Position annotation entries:
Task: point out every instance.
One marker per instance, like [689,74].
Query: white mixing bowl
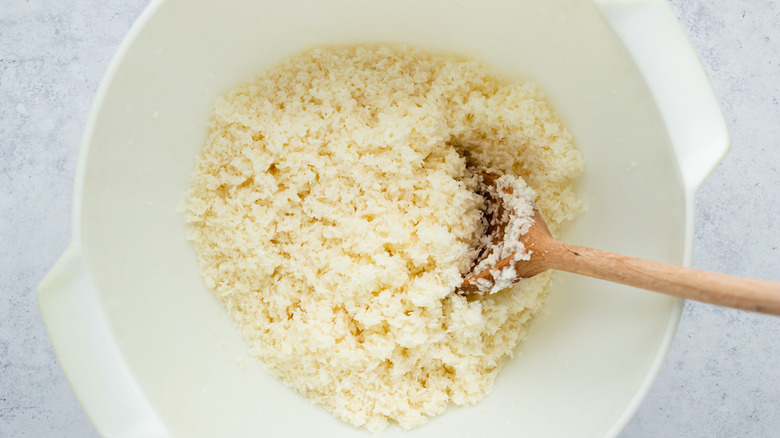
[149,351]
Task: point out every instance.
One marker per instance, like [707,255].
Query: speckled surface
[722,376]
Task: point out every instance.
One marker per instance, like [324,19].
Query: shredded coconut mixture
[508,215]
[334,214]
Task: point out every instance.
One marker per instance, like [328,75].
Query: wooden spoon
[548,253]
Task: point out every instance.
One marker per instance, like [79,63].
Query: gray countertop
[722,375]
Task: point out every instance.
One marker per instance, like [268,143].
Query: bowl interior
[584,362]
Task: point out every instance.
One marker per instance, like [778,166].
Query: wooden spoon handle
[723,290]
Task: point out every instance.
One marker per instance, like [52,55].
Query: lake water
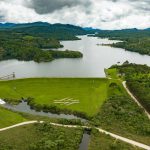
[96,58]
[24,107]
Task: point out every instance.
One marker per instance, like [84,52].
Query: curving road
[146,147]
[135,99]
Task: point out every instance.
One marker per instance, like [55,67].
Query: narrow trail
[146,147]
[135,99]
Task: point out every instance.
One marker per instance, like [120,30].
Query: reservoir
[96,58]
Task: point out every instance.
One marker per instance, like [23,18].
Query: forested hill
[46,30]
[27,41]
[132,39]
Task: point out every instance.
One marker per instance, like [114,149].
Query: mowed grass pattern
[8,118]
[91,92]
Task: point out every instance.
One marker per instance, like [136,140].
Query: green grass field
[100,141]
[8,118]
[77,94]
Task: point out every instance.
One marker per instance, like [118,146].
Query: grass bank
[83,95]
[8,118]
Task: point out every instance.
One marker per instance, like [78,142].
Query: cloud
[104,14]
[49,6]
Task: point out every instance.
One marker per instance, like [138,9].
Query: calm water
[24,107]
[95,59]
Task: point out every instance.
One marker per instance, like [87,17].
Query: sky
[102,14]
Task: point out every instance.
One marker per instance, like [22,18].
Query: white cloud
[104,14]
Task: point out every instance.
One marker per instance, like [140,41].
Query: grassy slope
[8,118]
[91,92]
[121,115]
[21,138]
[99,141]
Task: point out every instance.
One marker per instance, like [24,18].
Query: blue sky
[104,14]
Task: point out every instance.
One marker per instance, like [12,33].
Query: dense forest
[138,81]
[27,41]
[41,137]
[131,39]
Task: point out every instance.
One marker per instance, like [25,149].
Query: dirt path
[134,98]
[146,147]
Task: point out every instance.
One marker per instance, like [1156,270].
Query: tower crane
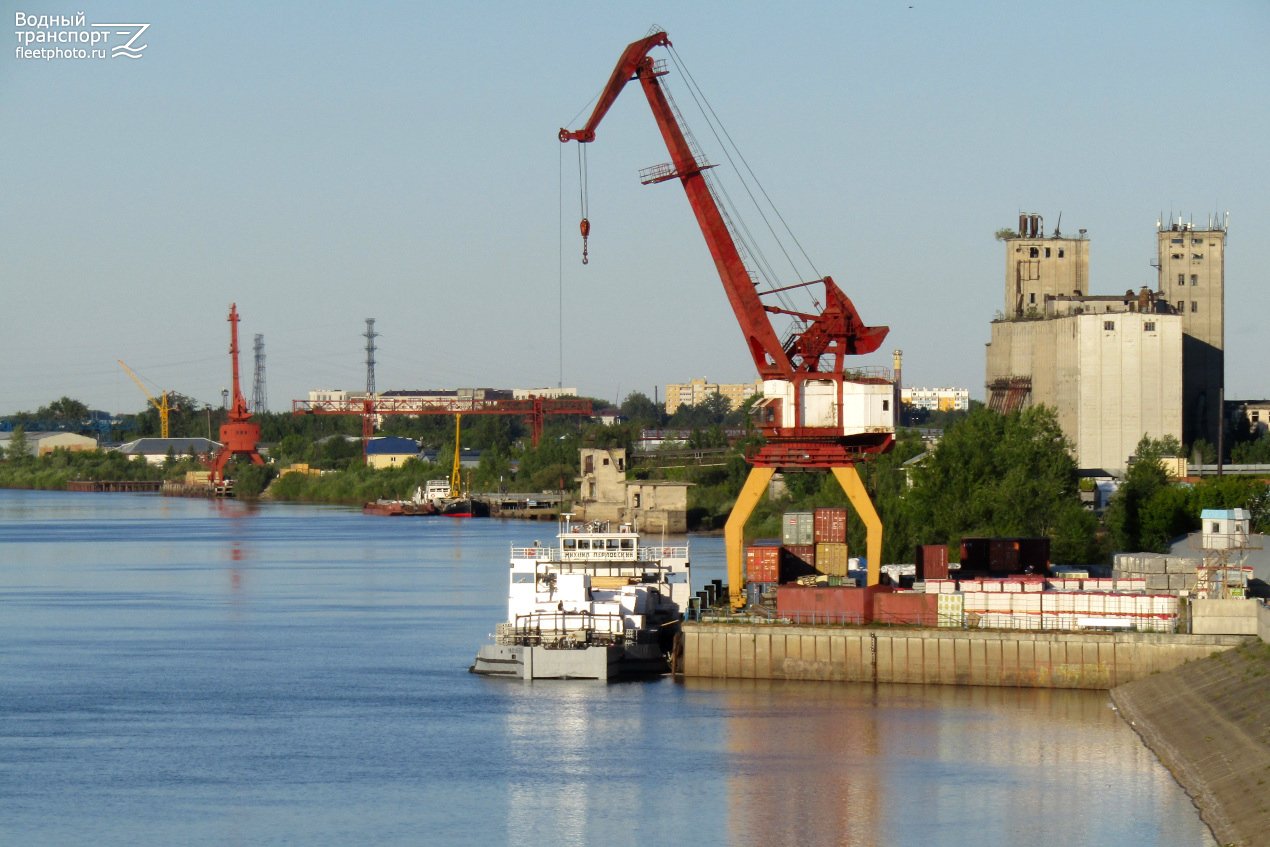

* * *

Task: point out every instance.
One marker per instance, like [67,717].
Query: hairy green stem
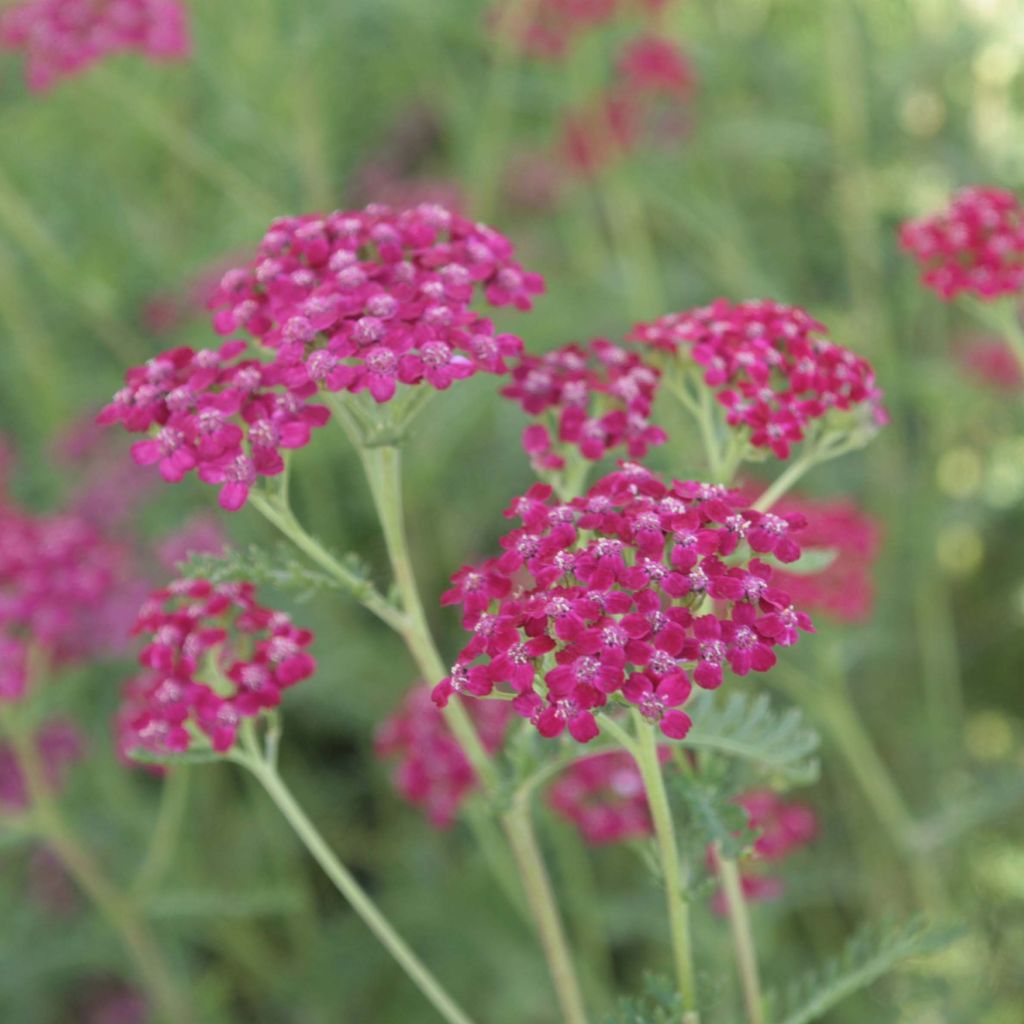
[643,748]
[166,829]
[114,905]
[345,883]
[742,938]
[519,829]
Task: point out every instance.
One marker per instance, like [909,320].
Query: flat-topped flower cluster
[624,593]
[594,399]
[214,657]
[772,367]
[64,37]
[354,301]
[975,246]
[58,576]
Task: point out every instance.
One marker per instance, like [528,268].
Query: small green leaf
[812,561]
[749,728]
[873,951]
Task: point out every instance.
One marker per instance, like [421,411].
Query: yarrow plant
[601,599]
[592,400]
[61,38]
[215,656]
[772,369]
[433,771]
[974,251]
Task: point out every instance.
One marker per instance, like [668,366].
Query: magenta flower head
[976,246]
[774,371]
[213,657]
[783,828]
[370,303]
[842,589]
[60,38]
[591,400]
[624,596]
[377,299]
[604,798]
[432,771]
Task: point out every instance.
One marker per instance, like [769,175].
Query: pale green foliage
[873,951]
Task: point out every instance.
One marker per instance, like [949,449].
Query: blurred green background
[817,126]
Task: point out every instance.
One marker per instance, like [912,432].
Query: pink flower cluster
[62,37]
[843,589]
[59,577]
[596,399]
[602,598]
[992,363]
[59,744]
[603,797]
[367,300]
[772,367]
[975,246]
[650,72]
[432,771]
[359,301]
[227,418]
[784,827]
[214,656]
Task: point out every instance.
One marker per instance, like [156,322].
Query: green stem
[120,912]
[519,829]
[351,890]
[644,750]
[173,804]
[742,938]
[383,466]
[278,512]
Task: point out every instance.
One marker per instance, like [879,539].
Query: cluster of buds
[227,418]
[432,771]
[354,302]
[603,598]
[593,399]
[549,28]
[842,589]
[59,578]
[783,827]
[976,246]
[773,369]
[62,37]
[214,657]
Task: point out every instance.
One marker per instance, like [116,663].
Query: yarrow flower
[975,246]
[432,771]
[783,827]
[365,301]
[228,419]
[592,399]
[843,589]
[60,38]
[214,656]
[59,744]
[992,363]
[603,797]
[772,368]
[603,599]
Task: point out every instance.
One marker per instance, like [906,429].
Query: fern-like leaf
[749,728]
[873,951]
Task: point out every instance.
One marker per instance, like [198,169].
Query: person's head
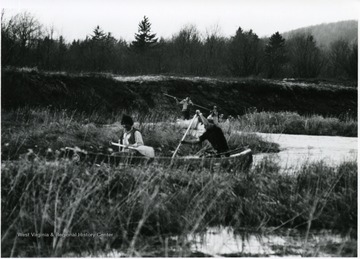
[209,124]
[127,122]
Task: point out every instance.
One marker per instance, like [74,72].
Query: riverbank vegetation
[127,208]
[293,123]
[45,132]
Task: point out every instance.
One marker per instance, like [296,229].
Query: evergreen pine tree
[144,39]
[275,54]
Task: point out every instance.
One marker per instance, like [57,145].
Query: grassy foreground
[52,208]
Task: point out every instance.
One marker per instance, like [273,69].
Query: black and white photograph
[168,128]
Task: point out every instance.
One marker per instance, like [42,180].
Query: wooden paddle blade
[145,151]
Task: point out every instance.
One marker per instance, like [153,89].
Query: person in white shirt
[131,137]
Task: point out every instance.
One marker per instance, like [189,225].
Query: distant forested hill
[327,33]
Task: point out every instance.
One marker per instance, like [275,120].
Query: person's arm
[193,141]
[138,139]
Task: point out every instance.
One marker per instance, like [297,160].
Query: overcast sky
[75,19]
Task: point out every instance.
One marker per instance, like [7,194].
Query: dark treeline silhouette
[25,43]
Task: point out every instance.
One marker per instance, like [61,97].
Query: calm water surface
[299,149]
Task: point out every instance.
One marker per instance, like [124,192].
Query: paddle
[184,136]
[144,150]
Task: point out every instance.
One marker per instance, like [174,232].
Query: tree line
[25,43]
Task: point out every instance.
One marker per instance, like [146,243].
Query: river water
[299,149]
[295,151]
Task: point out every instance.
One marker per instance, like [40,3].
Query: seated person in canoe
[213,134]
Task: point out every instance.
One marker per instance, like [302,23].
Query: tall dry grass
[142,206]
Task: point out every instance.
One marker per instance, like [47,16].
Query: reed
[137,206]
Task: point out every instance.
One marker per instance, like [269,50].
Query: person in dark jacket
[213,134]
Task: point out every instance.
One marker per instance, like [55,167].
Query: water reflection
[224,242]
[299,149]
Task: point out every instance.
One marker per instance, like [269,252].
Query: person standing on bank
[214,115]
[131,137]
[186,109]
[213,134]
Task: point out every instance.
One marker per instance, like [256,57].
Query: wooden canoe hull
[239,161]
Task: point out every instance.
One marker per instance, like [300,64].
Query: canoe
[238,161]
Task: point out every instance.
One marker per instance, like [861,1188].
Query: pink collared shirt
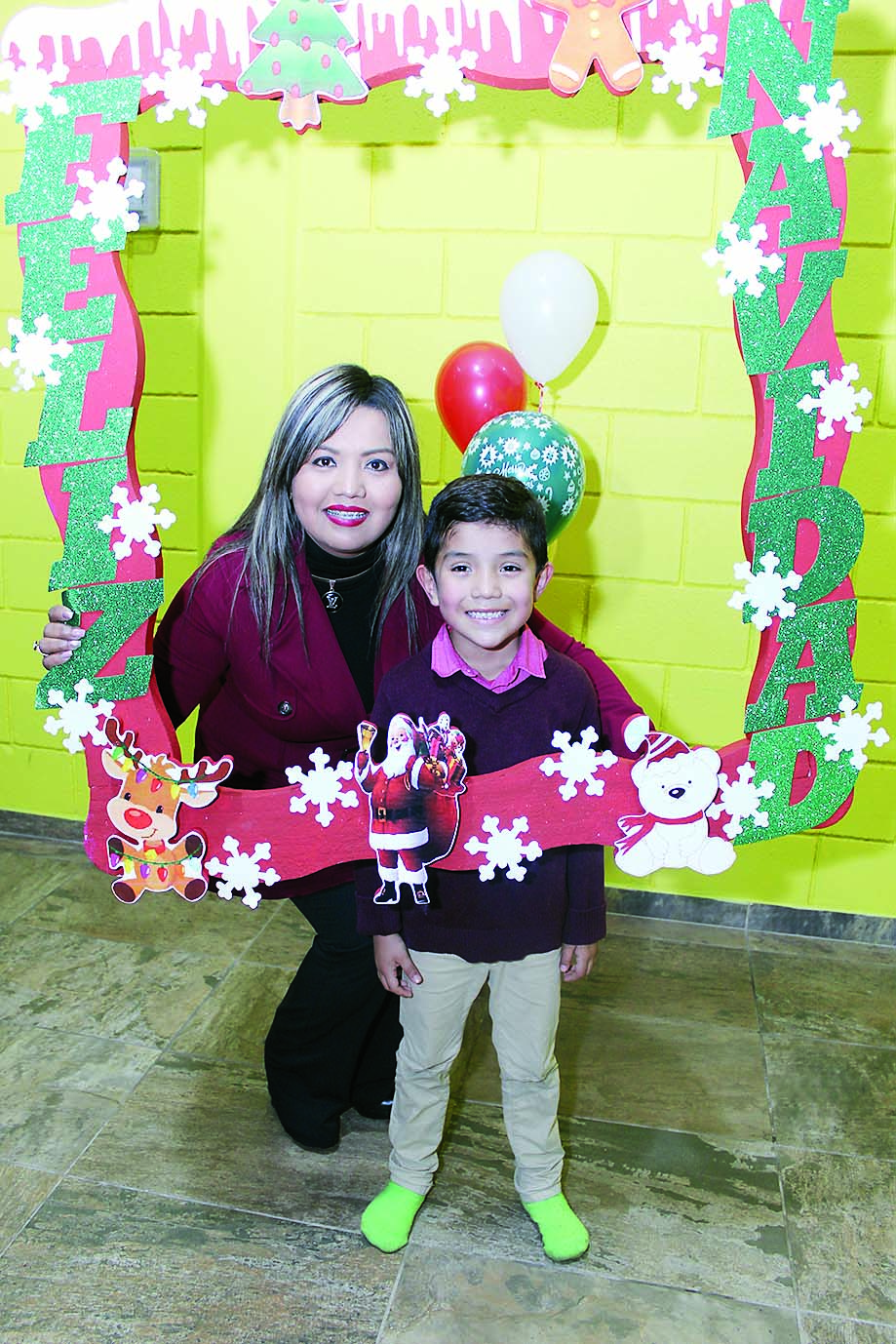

--

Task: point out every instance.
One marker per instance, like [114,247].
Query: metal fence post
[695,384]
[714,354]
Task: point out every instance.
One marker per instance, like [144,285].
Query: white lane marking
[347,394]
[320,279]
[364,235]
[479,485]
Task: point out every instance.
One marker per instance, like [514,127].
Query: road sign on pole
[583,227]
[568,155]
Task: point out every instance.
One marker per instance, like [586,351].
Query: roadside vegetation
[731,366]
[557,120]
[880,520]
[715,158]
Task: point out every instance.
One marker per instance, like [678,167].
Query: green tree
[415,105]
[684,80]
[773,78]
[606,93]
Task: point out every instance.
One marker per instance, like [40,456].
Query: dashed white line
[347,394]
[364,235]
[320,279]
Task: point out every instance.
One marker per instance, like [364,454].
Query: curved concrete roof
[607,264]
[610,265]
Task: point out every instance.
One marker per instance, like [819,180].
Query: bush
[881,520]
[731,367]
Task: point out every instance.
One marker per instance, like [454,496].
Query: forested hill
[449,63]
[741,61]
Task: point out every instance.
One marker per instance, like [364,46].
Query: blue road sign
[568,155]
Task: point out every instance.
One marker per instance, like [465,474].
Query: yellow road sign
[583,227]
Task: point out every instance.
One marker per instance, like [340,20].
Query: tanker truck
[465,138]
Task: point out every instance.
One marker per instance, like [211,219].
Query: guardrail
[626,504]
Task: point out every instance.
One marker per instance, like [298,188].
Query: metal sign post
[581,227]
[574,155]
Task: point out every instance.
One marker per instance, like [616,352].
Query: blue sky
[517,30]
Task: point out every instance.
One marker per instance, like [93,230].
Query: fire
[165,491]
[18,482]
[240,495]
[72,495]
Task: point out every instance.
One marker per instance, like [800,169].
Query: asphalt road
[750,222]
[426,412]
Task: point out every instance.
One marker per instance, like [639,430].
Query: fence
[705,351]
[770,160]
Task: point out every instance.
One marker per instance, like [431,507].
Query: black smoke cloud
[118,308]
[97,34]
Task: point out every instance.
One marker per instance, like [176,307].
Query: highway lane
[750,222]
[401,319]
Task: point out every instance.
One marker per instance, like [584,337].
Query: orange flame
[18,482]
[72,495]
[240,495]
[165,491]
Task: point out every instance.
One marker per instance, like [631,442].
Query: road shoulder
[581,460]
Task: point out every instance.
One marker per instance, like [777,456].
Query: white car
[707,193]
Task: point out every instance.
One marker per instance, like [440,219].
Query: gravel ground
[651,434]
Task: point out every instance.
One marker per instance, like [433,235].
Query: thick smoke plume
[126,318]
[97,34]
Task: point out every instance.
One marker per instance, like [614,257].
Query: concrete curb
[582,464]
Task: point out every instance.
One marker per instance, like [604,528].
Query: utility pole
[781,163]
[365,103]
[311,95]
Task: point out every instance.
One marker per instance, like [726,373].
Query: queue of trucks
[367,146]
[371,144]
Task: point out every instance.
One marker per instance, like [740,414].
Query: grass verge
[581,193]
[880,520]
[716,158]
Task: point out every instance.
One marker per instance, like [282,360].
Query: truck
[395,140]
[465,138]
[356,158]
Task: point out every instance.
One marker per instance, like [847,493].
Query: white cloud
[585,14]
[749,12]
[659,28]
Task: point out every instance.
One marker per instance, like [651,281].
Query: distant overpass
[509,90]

• _GOAL OF THE EXERCISE_
Count the lines in the entries above that contain the string "yarrow", and reply with that number alone.

• _THE REPLY_
2